------ DATA SUPPLIED ------

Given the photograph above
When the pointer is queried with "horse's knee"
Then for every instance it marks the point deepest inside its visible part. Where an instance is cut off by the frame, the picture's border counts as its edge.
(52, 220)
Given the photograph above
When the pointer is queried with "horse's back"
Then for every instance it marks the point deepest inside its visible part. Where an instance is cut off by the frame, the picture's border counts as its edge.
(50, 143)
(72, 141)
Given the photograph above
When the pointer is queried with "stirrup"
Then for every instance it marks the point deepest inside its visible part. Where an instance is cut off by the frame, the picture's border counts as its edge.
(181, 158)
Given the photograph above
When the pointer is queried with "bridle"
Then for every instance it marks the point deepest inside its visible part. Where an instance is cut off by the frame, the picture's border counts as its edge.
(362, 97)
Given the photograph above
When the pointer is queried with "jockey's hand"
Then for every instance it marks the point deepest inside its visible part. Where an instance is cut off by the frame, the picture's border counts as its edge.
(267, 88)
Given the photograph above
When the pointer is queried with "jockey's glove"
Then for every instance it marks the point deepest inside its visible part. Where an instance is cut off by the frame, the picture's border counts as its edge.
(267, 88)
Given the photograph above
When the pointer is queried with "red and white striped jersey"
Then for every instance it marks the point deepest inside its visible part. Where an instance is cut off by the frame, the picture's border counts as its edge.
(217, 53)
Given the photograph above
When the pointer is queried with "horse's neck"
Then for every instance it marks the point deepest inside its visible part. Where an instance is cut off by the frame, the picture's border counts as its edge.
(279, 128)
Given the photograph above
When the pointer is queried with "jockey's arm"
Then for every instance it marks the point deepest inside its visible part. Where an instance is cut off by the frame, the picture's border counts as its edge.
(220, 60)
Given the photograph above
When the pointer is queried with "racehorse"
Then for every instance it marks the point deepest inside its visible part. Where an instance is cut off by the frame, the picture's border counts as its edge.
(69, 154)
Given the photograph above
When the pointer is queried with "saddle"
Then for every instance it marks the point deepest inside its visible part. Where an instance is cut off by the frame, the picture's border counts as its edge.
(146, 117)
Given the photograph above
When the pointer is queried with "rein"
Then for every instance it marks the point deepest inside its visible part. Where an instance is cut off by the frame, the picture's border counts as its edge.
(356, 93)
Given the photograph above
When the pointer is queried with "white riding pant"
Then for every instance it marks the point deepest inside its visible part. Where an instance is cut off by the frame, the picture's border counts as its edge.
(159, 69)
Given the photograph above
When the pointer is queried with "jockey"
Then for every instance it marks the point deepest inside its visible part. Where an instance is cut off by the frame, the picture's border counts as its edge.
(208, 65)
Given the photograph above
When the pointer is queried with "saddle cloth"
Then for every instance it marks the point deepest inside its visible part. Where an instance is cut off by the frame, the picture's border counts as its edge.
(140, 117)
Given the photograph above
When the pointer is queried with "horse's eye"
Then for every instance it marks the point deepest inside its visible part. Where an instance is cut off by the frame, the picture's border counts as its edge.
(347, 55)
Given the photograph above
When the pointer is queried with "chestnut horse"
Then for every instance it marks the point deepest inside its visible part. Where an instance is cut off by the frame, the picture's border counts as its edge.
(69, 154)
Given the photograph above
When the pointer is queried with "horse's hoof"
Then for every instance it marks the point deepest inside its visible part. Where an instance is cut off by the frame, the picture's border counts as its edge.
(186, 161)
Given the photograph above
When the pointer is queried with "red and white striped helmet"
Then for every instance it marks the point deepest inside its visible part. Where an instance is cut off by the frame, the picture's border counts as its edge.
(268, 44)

------

[WHAT THE TASK REQUIRES] Return each line of the records above exactly as it reads.

[ANSWER TO THIS PROBLEM]
Given the photograph above
When the pointer is queried with "horse's knee"
Then for every instance it marks the point deepest inside its visible part. Where an instance is cut off by the frame, the picture's border counts as its edge.
(52, 220)
Given the photograph above
When the pointer is queried with "horse's back"
Then for every instance it marks the point deepest inside its visible part. Where an instance is cut off by the frame, the picture's border counts as its edge.
(50, 143)
(72, 141)
Given the photograph above
When the pointer is queried with "stirrup"
Then for every instance it marks the point deepest inside its visible part. Where an instance is cut off by the frame, the picture's border counts as its edge.
(181, 158)
Given the photograph above
When the pointer is queried with "bridle"
Then for every instance it marks the point deepest inside its visible part. Where an instance is cut off by the frame, the picture's border counts as its edge.
(362, 97)
Given the photograph above
When the pointer is queried with "jockey's hand"
Then for every instance it marks the point deepest inside its visible part. Where an instance is cut off by the frame, the picture's border counts as its edge.
(267, 88)
Given the photograph above
When the pointer is queried with "jockey's glove"
Then for every instance it marks the point deepest inside its visible part. Where an instance is cut off by the frame, the picture's border counts as its edge.
(267, 88)
Given the photograph above
When the pointer is queried with "red and white striped jersey"
Then for every instance it marks the point deepest inside its visible part. Where an instance is cut off by the frame, the picture's border counts as its edge.
(217, 53)
Given the photograph above
When the pointer is queried with "horse's neck"
Then for every instance it marks the point deepest inside its visible part. Where an instance is cut off by the frame, the picture's border counts as its edge.
(279, 128)
Given the photograph above
When the pointer is queried with "jockey's arm"
Then for every instance it marks the point deepest inside its visible part. Where an instance is cut off by the frame, the picture's border counts as its edge.
(220, 60)
Given the photograph above
When the pointer is queried with "racehorse"
Then for every instance it marks the point deepest inside its visible part. Where an instance is cut off by the frame, the picture's border counts as its edge.
(69, 154)
Given the photograph above
When the pointer is queried with "saddle"
Then for every instance it marks the point deepest inside its visible part. Where an instance is cut off by the frame, the picture's border counts as its edge.
(146, 117)
Given the photograph above
When the pointer is queried with "rein"
Then for every instance it marks the point deepest inside its visible part. Where an instance is cut off by the frame, the picture's border counts as its edge.
(356, 93)
Given the photograph above
When the pointer is queried with "white riding pant"
Then for every instance it marks the point deepest inside its visible part. Where an instance is cut off by the frame, the picture's border counts as its edge.
(159, 69)
Given the photograph above
When the pointer is queried with "jockey"
Then for every instance it marks the point deepest inside its visible part. Where an instance is cut off by the frame, the picture's border counts as its edge.
(208, 65)
Given the photograph above
When the pointer is queried with "saddle cloth"
Then for every instance it marks the point deepest inside its visible part. Where an instance is cut off by the frame, the picture's border counts as its edge.
(140, 117)
Given the photograph above
When the pointer is queried with "horse's eye"
Then for every instance it marks the point deepest inside its visible part. Where an instance is cut off by the frame, the picture's border counts as its edge.
(347, 55)
Given the photograph above
When the pointer is queried with "chestnut horse"
Then for every instance it marks the point deepest inside its visible part. Where an instance is cut off by the frame, the picture's border counts as its edge.
(69, 154)
Given the photograph above
When the pointer is queried with "horse's hoof"
Then for every instance it marks the point deepest inside its visible part. Where an instance is cut off by the frame, the picture's border counts as its edge.
(186, 161)
Given the photograph above
When the pointer is queried with "red and white striped helmet"
Then for every instance it marks the point deepest inside its visible part. Where an instance is cut off by the frame, the picture's border counts as its edge.
(268, 44)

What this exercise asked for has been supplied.